## Exercise objective
Retype each record below word for word. Leave the pictures out.

## Entries
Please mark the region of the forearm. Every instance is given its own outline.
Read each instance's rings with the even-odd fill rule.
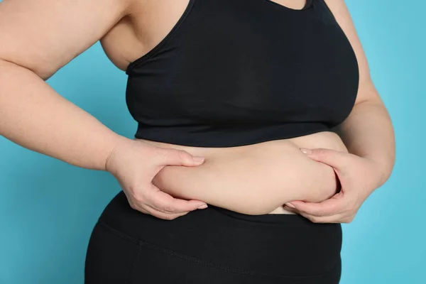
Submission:
[[[331,167],[310,160],[295,146],[275,150],[265,150],[268,153],[263,157],[248,151],[207,158],[190,168],[168,166],[153,182],[176,197],[250,214],[267,214],[295,200],[322,201],[335,193]]]
[[[121,139],[32,71],[0,60],[0,135],[70,164],[104,170]]]
[[[377,163],[382,173],[378,185],[381,186],[389,178],[395,163],[395,136],[389,114],[376,97],[355,105],[336,131],[349,153]]]

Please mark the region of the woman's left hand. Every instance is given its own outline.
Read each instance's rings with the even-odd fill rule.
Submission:
[[[367,197],[380,186],[381,173],[376,162],[330,149],[301,149],[314,160],[333,168],[341,190],[322,202],[292,201],[284,209],[315,223],[350,223]],[[292,207],[292,205],[293,207]]]

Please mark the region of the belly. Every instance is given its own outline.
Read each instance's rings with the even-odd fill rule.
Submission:
[[[221,158],[222,157],[229,156],[251,156],[256,157],[256,153],[268,151],[272,147],[280,147],[288,146],[289,143],[297,148],[328,148],[339,151],[347,152],[347,149],[340,138],[335,133],[331,131],[317,132],[312,134],[309,134],[303,136],[295,137],[289,139],[274,140],[270,141],[262,142],[256,144],[245,145],[243,146],[226,147],[226,148],[207,148],[207,147],[192,147],[184,145],[170,144],[163,142],[158,142],[145,139],[137,139],[142,142],[155,146],[161,148],[175,148],[178,150],[185,151],[194,155],[201,155],[205,158],[206,162],[208,160],[221,160],[226,163],[226,160]],[[260,157],[260,156],[259,156]],[[259,162],[261,162],[259,160]],[[226,167],[226,164],[223,165]],[[256,175],[256,167],[247,165],[248,175]],[[248,176],[247,178],[249,178]],[[280,206],[271,212],[269,214],[293,214],[292,212],[285,210],[282,206]]]

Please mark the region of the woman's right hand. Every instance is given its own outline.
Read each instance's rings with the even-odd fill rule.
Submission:
[[[190,211],[207,207],[200,200],[174,198],[155,187],[152,180],[166,165],[197,166],[202,157],[142,141],[123,139],[111,152],[105,169],[118,180],[130,206],[143,213],[172,220]]]

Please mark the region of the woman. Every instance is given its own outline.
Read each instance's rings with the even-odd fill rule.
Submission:
[[[44,82],[98,40],[135,139]],[[340,223],[394,160],[343,0],[5,0],[0,42],[1,135],[122,187],[87,283],[339,283]]]

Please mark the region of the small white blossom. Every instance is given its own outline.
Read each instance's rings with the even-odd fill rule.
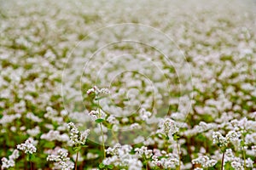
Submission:
[[[33,154],[37,151],[37,148],[34,146],[34,140],[32,138],[26,139],[24,144],[18,144],[17,149],[24,150],[26,154]]]

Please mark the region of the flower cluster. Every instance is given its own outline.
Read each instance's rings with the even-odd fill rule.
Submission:
[[[192,160],[192,163],[201,164],[202,167],[207,168],[207,167],[213,167],[217,163],[217,161],[213,159],[210,159],[207,156],[199,156],[196,159]]]
[[[52,154],[47,156],[47,161],[55,162],[54,169],[71,170],[73,169],[74,164],[67,155],[67,150],[56,147],[52,150]]]
[[[104,159],[105,165],[114,165],[116,167],[127,167],[129,170],[142,169],[143,163],[137,155],[131,154],[132,147],[131,145],[121,145],[116,144],[113,148],[109,147],[106,150],[111,157]]]
[[[29,138],[24,144],[18,144],[17,149],[25,151],[26,154],[33,154],[37,152],[37,148],[34,144],[35,141],[33,139]]]
[[[84,132],[79,131],[73,122],[69,122],[67,124],[70,130],[70,139],[73,144],[84,144],[89,135],[90,130],[84,130]]]
[[[20,154],[18,150],[15,150],[13,153],[9,156],[9,159],[3,157],[2,161],[2,169],[13,167],[15,166],[15,160],[19,157]]]
[[[98,87],[94,86],[92,88],[87,90],[86,94],[88,95],[92,94],[96,95],[99,95],[99,94],[110,94],[110,92],[108,88],[98,88]]]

## The result
Please mark the region of the forearm. Every instance is given its own outline.
Read each instance's rings with the even-odd fill rule.
Submission:
[[[331,167],[310,160],[295,146],[275,150],[265,150],[268,153],[263,157],[248,151],[207,158],[190,168],[168,166],[153,182],[176,197],[250,214],[267,214],[295,200],[322,201],[335,193]]]
[[[121,139],[32,71],[0,60],[0,135],[70,164],[104,170]]]
[[[377,163],[382,173],[378,185],[381,186],[389,178],[395,163],[395,136],[389,114],[376,97],[355,105],[336,131],[349,153]]]

Please mark the region of the woman's left hand. Every instance is given its own outline.
Read each instance's rings with the even-odd fill rule.
Submission:
[[[367,197],[380,186],[381,173],[376,162],[330,149],[301,149],[314,160],[333,168],[341,190],[322,202],[292,201],[284,209],[315,223],[350,223]],[[292,207],[292,205],[293,207]]]

Please mark the region of the belly. Every instance is given its own outline.
Read each instance's rings with the even-odd fill rule.
Submission:
[[[221,158],[222,157],[229,156],[251,156],[256,157],[256,153],[268,151],[272,147],[280,147],[288,146],[289,143],[297,148],[328,148],[339,151],[347,152],[347,149],[340,138],[335,133],[331,131],[317,132],[312,134],[309,134],[303,136],[295,137],[289,139],[274,140],[270,141],[262,142],[256,144],[245,145],[243,146],[226,147],[226,148],[207,148],[207,147],[192,147],[184,145],[170,144],[163,142],[158,142],[145,139],[137,139],[142,142],[155,146],[161,148],[175,148],[178,150],[185,151],[194,155],[201,155],[205,158],[206,162],[208,160],[221,160],[226,163],[226,160]],[[260,157],[260,156],[259,156]],[[259,162],[261,162],[259,160]],[[226,167],[226,164],[223,165]],[[256,175],[256,167],[247,165],[248,175]],[[248,176],[247,178],[249,178]],[[280,206],[271,212],[269,214],[293,214],[292,212],[285,210],[282,206]]]

Please mark the region of the woman's right hand. Every instance is given its own outline.
Read each instance's rings with the even-odd fill rule.
Submission:
[[[190,211],[207,207],[200,200],[174,198],[155,187],[152,180],[166,165],[197,166],[202,157],[142,141],[123,139],[111,152],[105,169],[118,180],[130,206],[143,213],[172,220]]]

Please mark the region of the woman. Every instance is given its own outline.
Read each instance's rings with the even-odd fill rule.
Submission:
[[[44,82],[98,40],[135,139]],[[340,223],[394,160],[343,0],[5,0],[0,42],[1,135],[122,187],[87,283],[339,283]]]

Please mark the region of the small white blossom. Every instance is given its own outline.
Read each instance's rings with the even-odd fill rule.
Submission:
[[[33,154],[37,151],[37,148],[34,146],[34,140],[32,138],[26,139],[24,144],[18,144],[17,149],[24,150],[26,154]]]

Please mark the region of the flower cluster. Every instance is given its own outline.
Read each instance's rings with the even-odd fill rule.
Submission:
[[[192,160],[192,163],[201,164],[202,167],[207,168],[207,167],[213,167],[217,163],[217,161],[213,159],[210,159],[207,156],[199,156],[196,159]]]
[[[52,154],[47,156],[47,161],[55,162],[54,169],[71,170],[73,169],[74,164],[67,155],[67,150],[56,147],[52,150]]]
[[[104,159],[105,165],[114,165],[116,167],[127,167],[129,170],[142,169],[143,163],[137,155],[131,154],[132,147],[131,145],[121,145],[116,144],[113,148],[109,147],[106,150],[111,157]]]
[[[29,138],[24,144],[18,144],[17,149],[25,151],[26,154],[33,154],[37,152],[37,148],[34,144],[35,141],[33,139]]]
[[[84,132],[79,131],[73,122],[69,122],[67,124],[70,130],[70,139],[73,144],[84,144],[89,135],[90,130],[84,130]]]
[[[20,154],[18,150],[15,150],[13,153],[9,156],[9,159],[3,157],[2,161],[2,169],[13,167],[15,166],[15,160],[19,157]]]
[[[98,87],[94,86],[92,88],[87,90],[86,94],[88,95],[92,94],[96,95],[99,95],[99,94],[110,94],[110,92],[108,88],[98,88]]]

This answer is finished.